Saturday 15 June 2013

It's Good to Talk

can i just say: i bloody love therapy. if you are reading this, and you hate your PhD right now - oh my God, just DO IT. look up 'Student Counselling Services' on your university's web page and give them a ring. sitting there, having someone's undivided attention for 55 minutes, and getting to talk about YOU, is just wonderful. it is a luxury and i am hugely enjoying it. i'm kind of gutted that i arrived late to the last one, meaning that i missed out on five of those precious minutes available to me.

'hello, how are you?...' i asked my therapist when i came in. i was only being polite, you know. (but also - and here's the thing - i genuinely wanted to know. ever since i first went in for a session in January, the brain fog seems to have lifted, the crying has stopped, and I am more likely to mean it when I smile at someone and I ask them how they are.)

this one is a new one. my regular therapist suggested having a session with this one, for the sake of having 'a new voice' and a new perspective on things. i was all up for it, even though I don't necessarily feel that there's still something 'wrong' now and that i 'need' this; but it's available and it's free and i am determined to make the most of it while i can.

'well, i'm fine', she said, looking a bit odd, 'but it isn't ABOUT me, is it; it's about YOU.' and she smiled.

i love her.

later on in the session, she picked up on the fact that i'd said that. (I won't bore you with all the things I told her about myself and all the things she responded with; but she did go back to that 'hello, how are you' moment.) 'sometimes, when there is an individual such as yourself, very resilient and clever, socially adaptable, striving to be nice to people - and even today, when you walked in, the first thing you said was 'how are YOU?' ... and, like I said: it isn't about ME.'

I walked away from that session wanting to sit in a coffee shop by myself and think about the things she'd said. she made it sound like she thought i am going through life telling everyone 'i am fine', when actually it might be better if i said 'i feel shitty', which would be closer to the truth. but, i thought, we HAVE to carry on, and we HAVE to make ourselves be fine. what are you to do when you are a fifteen-year-old girl, and things are not great and you're feeling intensely sad, and you are anything but fine, yet there are GCSEs to be sat and a life to be lived? what good will it do you if you refuse to plough on and work hard? what can you do instead, anyway? it's not like you can disappear off to Australia for a fantastic gap year. you are not fine, yet there is nothing you can do about it, so you might as well pretend you are fine, get the shit done, and... carry on. what else can we do but carry on?...

'sometimes, there then comes a time when we cannot carry on anymore', said the therapist. this was interesting, and profound. it's like Therapist 1 dealt with my more immediate issues, issues of the PhD and the gloominess; Therapist 2 now seems to be digging a little deeper.

Task set:
a) Decide whether each statement below agrees with the blog post about therapy. Answer yes or no for each, and quote the exact words of the blog post that settle it.
(i) The writer's first therapy session took place in January.
(ii) The regular therapist proposed the session with the new therapist to bring a fresh perspective.
(iii) Each therapy session lasts a full hour.
b) Reproduce the stretch of the blog post about therapy from "can i just say: i" through "how they are.)", word for word.

Source data:
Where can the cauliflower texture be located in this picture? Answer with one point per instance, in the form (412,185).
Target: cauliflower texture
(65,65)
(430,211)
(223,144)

Solutions for each task:
a)
(i) Yes: "ever since i first went in for a session in January"
(ii) Yes: "my regular therapist suggested having a session with this one, for the sake of having 'a new voice' and a new perspective on things"
(iii) No: "having someone's undivided attention for 55 minutes"

b)
can i just say: i bloody love therapy. if you are reading this, and you hate your PhD right now - oh my God, just DO IT. look up 'Student Counselling Services' on your university's web page and give them a ring. sitting there, having someone's undivided attention for 55 minutes, and getting to talk about YOU, is just wonderful. it is a luxury and i am hugely enjoying it. i'm kind of gutted that i arrived late to the last one, meaning that i missed out on five of those precious minutes available to me.

'hello, how are you?...' i asked my therapist when i came in. i was only being polite, you know. (but also - and here's the thing - i genuinely wanted to know. ever since i first went in for a session in January, the brain fog seems to have lifted, the crying has stopped, and I am more likely to mean it when I smile at someone and I ask them how they are.)